PROBLEM TO WORK ON> Reproduce the material below from the line containing "Reviewer note: every instance of the marble backsplash" down to the line containing "[[436, 206], [308, 196], [432, 205]]", both ends included. Offset each coordinate of the answer pins by 65 and keep every other line and number unchanged.

EXERCISE DATA>
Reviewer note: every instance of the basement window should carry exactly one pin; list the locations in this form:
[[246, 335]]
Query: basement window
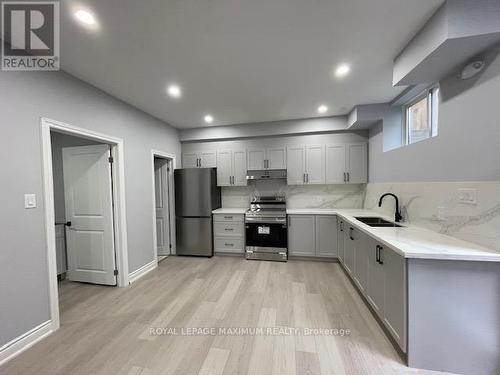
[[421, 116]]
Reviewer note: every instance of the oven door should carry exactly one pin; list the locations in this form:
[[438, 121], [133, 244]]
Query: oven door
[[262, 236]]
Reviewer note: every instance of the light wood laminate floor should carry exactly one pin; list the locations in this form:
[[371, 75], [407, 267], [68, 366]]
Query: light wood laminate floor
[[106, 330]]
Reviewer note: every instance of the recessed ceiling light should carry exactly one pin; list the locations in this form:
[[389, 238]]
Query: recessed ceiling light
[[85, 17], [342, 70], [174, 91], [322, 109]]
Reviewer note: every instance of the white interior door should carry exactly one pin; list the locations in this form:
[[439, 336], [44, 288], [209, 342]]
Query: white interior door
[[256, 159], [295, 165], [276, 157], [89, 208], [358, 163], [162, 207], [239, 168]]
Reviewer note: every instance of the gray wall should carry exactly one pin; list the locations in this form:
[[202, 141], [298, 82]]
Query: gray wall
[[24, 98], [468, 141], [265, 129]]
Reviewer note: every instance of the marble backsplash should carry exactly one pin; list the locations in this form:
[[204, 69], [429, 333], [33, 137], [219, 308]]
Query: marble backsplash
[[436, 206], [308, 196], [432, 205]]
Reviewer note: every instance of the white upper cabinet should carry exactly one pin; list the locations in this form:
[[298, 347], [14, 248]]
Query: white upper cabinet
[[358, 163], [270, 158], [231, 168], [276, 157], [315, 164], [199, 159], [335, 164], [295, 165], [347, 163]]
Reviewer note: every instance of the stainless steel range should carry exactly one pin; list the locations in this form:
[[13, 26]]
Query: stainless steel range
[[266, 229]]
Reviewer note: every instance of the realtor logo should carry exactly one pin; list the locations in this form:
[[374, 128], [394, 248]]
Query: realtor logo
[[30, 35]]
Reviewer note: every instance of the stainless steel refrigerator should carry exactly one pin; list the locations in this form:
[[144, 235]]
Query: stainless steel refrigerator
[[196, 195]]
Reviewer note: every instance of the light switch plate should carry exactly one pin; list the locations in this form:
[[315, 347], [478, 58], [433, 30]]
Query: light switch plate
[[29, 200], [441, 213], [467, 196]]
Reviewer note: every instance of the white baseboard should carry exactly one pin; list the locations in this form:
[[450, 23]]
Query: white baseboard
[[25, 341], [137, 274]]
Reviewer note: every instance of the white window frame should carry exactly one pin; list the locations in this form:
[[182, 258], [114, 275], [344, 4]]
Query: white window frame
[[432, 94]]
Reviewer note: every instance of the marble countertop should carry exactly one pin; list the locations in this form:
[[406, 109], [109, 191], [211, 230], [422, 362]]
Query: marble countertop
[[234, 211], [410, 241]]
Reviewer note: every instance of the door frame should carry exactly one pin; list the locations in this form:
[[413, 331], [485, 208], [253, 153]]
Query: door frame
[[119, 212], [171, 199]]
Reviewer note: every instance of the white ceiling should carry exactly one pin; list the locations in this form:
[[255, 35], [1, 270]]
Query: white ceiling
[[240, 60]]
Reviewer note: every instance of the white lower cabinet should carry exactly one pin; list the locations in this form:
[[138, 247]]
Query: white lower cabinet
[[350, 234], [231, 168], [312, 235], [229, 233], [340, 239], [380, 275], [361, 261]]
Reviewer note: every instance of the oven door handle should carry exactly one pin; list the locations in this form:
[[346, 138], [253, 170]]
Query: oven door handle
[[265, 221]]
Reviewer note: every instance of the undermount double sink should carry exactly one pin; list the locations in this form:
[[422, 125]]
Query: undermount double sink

RESULT>
Reviewer note: every instance of the marble backsplash should carry exactly one pin; list the locations in this form:
[[204, 69], [429, 333], [33, 137], [219, 308]]
Query: marble backsplash
[[501, 271], [373, 261], [497, 270]]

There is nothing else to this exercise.